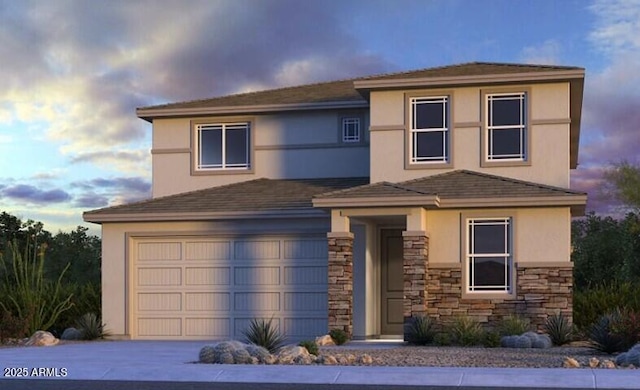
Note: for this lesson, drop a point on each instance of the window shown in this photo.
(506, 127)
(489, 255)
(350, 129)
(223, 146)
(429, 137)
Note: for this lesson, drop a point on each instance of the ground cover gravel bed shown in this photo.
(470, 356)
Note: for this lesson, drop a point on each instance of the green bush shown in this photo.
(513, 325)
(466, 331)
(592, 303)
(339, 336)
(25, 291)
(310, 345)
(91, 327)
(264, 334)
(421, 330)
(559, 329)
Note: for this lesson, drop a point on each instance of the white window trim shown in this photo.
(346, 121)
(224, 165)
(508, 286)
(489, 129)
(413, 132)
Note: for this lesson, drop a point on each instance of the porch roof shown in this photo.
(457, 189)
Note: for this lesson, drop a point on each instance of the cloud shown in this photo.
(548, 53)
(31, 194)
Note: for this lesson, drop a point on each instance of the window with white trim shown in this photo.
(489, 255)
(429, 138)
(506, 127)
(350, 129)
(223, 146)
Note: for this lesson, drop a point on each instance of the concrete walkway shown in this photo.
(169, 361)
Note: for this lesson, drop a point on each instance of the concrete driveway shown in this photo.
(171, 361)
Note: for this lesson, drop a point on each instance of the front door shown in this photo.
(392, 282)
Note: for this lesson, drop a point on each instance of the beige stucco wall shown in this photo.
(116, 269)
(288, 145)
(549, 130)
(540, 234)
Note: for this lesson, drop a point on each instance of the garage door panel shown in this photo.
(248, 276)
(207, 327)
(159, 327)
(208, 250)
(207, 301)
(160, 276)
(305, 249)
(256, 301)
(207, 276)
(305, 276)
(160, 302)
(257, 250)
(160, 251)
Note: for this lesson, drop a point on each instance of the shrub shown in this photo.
---+---
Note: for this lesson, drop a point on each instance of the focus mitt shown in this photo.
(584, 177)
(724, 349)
---+---
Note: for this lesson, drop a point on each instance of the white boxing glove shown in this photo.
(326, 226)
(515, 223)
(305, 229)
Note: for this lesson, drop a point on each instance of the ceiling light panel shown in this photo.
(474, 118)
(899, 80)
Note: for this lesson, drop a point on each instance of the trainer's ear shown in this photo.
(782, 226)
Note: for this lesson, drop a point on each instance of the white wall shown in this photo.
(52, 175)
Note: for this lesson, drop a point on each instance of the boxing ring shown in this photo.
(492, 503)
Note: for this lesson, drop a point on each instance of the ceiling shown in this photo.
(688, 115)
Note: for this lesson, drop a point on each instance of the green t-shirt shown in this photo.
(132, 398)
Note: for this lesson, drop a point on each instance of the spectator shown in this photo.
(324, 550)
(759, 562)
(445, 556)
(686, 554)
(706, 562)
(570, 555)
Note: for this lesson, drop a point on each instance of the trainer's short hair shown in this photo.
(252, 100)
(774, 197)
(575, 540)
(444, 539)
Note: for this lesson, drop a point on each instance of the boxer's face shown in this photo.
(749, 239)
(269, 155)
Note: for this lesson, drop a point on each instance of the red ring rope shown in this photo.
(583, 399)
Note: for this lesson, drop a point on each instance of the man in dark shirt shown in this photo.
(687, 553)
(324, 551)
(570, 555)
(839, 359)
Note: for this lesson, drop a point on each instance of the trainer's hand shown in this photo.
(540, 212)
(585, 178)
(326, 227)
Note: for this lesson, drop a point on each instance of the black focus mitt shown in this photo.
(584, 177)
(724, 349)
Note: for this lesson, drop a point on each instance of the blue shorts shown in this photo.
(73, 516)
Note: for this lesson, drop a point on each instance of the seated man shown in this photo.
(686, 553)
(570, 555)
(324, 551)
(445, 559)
---+---
Retype exactly the lines of the data above that fall between the line with "window shown in this photo." and the line with "shrub shown in this photo.", inclusive, and add nothing.

FINISHED EXERCISE
Note: for this lesson, drop a point on each instance of the window shown in this photo.
(506, 127)
(489, 255)
(350, 129)
(223, 146)
(429, 137)
Note: for this lesson, drop a point on each instance of the ground cover gravel bed shown in this photo.
(470, 356)
Note: for this lesson, drop a point on each instance of the green bush shown in this photo.
(513, 325)
(466, 331)
(592, 303)
(339, 336)
(25, 291)
(310, 345)
(91, 327)
(264, 334)
(421, 330)
(559, 329)
Note: for this lesson, drop a point on each instance of the white window trim shown in this photo.
(346, 121)
(224, 165)
(508, 286)
(489, 129)
(413, 132)
Note: for this lesson, drop a point on each instance of the porch roof shown in this photo.
(457, 189)
Note: for this lesson, drop a point on each instance of the cloud shown in this photo.
(548, 53)
(31, 194)
Note: for this lesson, drop a point on each instance of the window with white trim shown in this photo.
(489, 255)
(429, 138)
(506, 127)
(350, 129)
(223, 146)
Note: for this lesson, drop a point on each instance of the concrete walkway shown in this photo.
(169, 361)
Note: for this lesson, drop a point on each instance of the concrete driveway shown in this photo.
(171, 361)
Note: for this lesson, drop a point on each instance of the front door shown in this photo.
(392, 282)
Note: for this lesson, drop a point on each instance of the beige stucco wall shown in this photo.
(116, 269)
(288, 145)
(549, 130)
(540, 234)
Note: for this lesson, drop a point on each instance of the garage door panel shown in this photo.
(248, 276)
(207, 327)
(159, 327)
(208, 250)
(207, 301)
(160, 276)
(305, 249)
(256, 301)
(207, 276)
(305, 276)
(160, 302)
(257, 250)
(160, 251)
Note: for this lesson, drop a point on each instance of the shrub shown in this photo.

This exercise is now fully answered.